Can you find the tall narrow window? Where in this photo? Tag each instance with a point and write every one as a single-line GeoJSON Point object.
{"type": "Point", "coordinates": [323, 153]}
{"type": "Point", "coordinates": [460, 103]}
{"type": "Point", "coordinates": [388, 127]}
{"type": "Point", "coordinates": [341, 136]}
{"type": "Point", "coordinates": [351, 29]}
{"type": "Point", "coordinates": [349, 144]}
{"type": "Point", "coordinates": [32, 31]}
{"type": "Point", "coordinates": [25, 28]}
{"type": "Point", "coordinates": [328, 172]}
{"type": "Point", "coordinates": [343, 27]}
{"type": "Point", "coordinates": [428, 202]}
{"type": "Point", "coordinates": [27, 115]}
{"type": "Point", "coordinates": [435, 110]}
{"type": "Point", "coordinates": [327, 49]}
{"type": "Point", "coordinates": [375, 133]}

---+---

Task instructions> Return the listing in full, matching each word exactly.

The completed task>
Can you find the tall narrow window? Where in this photo? Tag each instance with a point and write every one as a single-line GeoJSON Point object.
{"type": "Point", "coordinates": [323, 153]}
{"type": "Point", "coordinates": [460, 103]}
{"type": "Point", "coordinates": [388, 127]}
{"type": "Point", "coordinates": [341, 136]}
{"type": "Point", "coordinates": [351, 29]}
{"type": "Point", "coordinates": [349, 144]}
{"type": "Point", "coordinates": [32, 31]}
{"type": "Point", "coordinates": [25, 28]}
{"type": "Point", "coordinates": [328, 172]}
{"type": "Point", "coordinates": [343, 27]}
{"type": "Point", "coordinates": [428, 202]}
{"type": "Point", "coordinates": [27, 115]}
{"type": "Point", "coordinates": [435, 110]}
{"type": "Point", "coordinates": [327, 49]}
{"type": "Point", "coordinates": [375, 133]}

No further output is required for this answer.